--- Start ---

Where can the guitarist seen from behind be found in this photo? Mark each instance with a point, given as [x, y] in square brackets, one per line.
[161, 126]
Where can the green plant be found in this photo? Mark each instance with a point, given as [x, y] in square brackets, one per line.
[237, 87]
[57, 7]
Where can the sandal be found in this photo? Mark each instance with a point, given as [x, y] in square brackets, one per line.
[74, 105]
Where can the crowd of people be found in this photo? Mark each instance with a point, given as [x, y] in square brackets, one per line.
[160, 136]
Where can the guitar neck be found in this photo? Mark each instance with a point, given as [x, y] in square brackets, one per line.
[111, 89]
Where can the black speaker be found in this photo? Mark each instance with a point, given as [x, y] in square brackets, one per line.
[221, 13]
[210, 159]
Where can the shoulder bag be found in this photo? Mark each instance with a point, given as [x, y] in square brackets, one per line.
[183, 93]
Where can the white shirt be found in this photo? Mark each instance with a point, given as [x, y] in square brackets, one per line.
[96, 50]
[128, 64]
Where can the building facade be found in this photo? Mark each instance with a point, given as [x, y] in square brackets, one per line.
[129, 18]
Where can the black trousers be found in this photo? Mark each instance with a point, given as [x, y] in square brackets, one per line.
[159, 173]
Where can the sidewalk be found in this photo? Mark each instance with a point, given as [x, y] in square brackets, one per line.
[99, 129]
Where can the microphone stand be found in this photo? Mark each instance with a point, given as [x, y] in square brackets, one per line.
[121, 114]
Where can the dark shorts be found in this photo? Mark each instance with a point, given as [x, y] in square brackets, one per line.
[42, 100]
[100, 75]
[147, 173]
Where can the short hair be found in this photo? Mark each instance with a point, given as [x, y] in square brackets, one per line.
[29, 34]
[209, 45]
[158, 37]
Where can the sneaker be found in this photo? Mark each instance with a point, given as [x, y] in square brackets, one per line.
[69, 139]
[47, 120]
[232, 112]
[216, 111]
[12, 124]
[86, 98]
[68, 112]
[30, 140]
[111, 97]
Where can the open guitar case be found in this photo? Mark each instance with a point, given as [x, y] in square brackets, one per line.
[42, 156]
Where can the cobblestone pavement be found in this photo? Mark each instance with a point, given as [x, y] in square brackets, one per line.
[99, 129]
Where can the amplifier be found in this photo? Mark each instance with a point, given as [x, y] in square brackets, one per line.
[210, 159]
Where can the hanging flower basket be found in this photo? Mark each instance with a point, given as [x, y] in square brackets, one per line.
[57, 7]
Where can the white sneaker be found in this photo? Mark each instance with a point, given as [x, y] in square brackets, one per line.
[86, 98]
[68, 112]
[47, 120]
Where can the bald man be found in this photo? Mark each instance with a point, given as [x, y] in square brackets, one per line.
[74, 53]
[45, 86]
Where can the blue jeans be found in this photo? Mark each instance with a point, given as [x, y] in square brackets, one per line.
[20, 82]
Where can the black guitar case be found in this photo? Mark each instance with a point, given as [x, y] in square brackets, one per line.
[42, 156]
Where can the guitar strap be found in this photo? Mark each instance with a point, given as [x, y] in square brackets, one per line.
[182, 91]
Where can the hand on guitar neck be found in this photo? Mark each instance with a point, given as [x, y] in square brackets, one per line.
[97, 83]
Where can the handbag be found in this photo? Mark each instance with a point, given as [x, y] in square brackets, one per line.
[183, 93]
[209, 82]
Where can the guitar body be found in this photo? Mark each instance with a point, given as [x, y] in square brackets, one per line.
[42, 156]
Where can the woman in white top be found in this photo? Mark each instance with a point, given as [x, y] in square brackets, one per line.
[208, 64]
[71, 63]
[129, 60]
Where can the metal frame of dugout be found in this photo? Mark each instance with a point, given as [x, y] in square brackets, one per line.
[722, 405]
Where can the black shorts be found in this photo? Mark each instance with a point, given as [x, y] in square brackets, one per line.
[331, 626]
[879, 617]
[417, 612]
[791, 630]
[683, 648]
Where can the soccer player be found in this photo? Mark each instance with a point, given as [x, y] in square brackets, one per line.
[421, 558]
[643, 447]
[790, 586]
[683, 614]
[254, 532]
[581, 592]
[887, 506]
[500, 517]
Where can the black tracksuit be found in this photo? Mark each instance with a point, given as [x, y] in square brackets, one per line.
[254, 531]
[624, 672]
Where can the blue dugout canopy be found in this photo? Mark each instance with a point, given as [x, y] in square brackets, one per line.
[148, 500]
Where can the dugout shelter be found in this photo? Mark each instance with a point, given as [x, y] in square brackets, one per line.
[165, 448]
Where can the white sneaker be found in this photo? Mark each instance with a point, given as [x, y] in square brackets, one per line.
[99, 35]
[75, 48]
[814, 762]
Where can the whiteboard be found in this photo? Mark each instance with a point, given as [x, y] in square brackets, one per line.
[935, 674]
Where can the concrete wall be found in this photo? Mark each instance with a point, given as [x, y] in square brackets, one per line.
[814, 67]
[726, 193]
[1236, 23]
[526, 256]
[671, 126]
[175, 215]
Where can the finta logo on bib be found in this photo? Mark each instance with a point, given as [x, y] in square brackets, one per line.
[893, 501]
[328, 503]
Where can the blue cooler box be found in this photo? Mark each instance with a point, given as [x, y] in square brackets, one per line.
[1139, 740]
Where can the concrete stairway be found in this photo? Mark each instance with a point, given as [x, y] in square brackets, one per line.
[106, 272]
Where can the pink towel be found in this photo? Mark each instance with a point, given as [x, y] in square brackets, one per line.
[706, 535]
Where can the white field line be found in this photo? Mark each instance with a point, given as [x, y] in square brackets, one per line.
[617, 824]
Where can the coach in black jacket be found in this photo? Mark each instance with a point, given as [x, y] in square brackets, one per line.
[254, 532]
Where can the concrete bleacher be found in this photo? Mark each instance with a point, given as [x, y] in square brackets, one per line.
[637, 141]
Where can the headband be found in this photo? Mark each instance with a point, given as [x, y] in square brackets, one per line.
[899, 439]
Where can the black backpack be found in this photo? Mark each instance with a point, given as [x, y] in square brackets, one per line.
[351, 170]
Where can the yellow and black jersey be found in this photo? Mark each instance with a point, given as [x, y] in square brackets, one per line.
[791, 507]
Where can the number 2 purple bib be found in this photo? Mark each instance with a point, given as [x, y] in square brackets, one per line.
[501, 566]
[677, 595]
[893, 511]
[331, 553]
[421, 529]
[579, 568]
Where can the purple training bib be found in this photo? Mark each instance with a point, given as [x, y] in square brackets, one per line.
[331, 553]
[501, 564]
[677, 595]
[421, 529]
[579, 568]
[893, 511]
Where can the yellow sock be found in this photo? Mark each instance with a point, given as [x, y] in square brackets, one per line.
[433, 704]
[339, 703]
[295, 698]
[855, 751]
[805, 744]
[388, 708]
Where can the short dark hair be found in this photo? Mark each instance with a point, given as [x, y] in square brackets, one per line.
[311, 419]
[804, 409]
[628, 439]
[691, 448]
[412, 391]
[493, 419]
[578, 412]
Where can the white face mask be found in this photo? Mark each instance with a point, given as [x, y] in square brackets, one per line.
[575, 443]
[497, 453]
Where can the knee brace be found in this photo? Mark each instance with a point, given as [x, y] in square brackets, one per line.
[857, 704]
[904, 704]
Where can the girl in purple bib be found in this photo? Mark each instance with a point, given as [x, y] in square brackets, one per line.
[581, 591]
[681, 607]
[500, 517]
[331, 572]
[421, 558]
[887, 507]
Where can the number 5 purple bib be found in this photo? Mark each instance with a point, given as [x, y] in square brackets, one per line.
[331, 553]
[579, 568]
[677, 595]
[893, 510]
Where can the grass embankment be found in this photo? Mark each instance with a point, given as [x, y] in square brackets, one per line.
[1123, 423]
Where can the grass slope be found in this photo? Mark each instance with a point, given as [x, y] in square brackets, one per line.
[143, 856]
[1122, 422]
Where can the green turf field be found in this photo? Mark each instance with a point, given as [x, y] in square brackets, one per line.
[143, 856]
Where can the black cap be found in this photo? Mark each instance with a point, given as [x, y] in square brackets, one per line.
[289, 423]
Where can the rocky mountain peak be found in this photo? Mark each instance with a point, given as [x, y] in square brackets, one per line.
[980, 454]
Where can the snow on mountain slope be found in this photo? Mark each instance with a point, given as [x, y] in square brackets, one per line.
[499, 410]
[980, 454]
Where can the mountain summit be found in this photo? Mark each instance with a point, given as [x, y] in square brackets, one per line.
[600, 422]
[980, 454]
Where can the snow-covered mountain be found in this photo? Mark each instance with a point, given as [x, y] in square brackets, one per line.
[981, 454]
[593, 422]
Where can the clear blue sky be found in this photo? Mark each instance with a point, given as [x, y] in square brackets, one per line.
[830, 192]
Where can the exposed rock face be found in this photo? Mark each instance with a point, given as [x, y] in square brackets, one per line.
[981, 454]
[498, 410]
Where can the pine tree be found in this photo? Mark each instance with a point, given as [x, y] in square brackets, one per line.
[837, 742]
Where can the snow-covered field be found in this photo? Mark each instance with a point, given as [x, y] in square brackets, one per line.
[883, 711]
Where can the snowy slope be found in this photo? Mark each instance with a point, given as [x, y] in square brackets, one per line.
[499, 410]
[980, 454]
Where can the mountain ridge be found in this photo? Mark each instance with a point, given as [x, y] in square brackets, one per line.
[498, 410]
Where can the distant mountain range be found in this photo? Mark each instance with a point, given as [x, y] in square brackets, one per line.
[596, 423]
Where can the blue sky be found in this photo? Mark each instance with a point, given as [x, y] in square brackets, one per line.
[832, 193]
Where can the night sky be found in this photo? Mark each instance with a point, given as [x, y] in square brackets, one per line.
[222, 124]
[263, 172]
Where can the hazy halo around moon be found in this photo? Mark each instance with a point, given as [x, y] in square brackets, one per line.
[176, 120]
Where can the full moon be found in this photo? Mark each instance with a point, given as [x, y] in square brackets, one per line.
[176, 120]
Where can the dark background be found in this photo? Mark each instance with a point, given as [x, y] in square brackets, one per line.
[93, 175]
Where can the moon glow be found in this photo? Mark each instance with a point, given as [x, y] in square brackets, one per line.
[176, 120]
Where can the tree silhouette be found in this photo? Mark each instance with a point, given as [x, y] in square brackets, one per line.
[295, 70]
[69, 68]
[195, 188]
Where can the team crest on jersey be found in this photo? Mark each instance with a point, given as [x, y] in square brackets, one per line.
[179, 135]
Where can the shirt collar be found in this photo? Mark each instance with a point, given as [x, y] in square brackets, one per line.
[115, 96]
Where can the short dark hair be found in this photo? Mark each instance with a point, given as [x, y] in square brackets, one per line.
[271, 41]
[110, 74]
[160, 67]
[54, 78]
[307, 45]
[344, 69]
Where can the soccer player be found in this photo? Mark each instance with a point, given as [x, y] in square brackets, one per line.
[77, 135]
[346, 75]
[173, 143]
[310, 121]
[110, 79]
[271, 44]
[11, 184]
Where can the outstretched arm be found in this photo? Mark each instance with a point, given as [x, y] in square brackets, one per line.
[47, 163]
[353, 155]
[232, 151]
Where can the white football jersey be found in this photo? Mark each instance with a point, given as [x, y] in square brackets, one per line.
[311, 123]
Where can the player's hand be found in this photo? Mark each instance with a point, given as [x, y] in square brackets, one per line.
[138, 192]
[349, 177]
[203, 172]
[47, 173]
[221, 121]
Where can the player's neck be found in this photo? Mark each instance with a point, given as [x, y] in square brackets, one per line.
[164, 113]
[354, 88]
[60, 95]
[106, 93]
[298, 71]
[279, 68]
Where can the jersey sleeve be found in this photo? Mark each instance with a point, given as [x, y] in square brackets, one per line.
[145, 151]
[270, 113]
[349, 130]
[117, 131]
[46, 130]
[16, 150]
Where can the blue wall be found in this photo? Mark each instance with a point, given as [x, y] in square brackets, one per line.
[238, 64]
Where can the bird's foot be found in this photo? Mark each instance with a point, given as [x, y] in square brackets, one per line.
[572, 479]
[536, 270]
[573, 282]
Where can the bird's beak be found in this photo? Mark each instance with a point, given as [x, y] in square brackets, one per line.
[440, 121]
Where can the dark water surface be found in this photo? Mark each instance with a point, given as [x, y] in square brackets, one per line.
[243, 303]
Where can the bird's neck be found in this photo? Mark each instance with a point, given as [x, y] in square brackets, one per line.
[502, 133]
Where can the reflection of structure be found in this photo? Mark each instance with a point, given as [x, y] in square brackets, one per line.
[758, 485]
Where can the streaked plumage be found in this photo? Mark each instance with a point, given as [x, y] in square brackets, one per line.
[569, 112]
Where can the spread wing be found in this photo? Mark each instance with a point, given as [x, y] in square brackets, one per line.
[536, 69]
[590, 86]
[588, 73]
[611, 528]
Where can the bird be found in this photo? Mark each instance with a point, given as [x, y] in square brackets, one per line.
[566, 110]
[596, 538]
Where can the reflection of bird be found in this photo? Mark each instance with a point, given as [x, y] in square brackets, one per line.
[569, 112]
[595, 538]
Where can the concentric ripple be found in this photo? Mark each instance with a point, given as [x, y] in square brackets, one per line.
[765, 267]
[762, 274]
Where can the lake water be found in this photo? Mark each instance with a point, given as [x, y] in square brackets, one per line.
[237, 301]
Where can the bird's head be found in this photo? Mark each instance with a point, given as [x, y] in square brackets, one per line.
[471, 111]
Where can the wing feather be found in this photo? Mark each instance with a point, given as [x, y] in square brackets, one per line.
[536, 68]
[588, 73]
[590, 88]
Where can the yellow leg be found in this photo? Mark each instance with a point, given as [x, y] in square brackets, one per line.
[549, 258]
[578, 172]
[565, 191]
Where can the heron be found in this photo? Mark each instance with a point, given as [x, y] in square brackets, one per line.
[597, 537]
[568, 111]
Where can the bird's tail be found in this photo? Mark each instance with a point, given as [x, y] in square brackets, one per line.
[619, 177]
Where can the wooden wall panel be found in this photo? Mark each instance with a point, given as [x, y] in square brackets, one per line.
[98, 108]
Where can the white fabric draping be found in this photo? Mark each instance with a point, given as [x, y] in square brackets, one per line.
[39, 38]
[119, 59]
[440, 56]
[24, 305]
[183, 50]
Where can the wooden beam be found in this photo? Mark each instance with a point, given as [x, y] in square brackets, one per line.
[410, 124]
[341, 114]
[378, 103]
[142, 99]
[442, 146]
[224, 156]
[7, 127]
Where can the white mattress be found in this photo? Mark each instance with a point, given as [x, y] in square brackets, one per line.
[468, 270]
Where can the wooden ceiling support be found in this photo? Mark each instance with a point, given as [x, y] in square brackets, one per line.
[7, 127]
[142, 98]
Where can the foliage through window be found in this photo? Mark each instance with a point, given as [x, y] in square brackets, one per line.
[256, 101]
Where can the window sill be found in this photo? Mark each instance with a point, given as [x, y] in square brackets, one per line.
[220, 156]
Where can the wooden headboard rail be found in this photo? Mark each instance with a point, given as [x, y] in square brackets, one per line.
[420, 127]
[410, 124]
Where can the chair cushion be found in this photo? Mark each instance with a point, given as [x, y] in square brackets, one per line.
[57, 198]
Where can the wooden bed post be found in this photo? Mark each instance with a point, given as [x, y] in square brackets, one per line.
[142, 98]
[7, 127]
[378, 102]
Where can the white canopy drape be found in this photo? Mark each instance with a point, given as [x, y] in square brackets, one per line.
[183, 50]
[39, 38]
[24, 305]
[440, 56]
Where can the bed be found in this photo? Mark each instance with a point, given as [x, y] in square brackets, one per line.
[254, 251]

--- End ---

STATED GOAL → Extract, unchanged, the closing run of lines that opens with the line containing "Where can the foliage" and ends with the last line.

FULL RESPONSE →
Where can the foliage through window be found in this photo? Mark each instance with a point, given as [x, y] in square brackets, one per line.
[256, 101]
Where can the window sill be found in this photo? Mark each instance with a point, given as [x, y] in square brackets, one per line.
[220, 156]
Where can the wooden headboard rail be found in this photo? Mark each instance with a point, given as [x, y] in square brackets, one per line.
[420, 127]
[410, 124]
Where can the chair cushion be found in this photo? Mark each instance with a point, given as [x, y] in square brackets, one per line.
[57, 198]
Where can the wooden bed post be found in this photo? Mark each instance with a point, given as [x, y] in square brackets, one per line.
[142, 98]
[7, 127]
[378, 102]
Where can the white canopy drape be found in this photo? Mark each instance with a point, given as [x, y] in square brackets, one per line.
[183, 50]
[39, 38]
[24, 305]
[440, 56]
Where can the bed be found in this photo? Mark each instance with a point, given as [x, y] in square brackets, one per line.
[254, 251]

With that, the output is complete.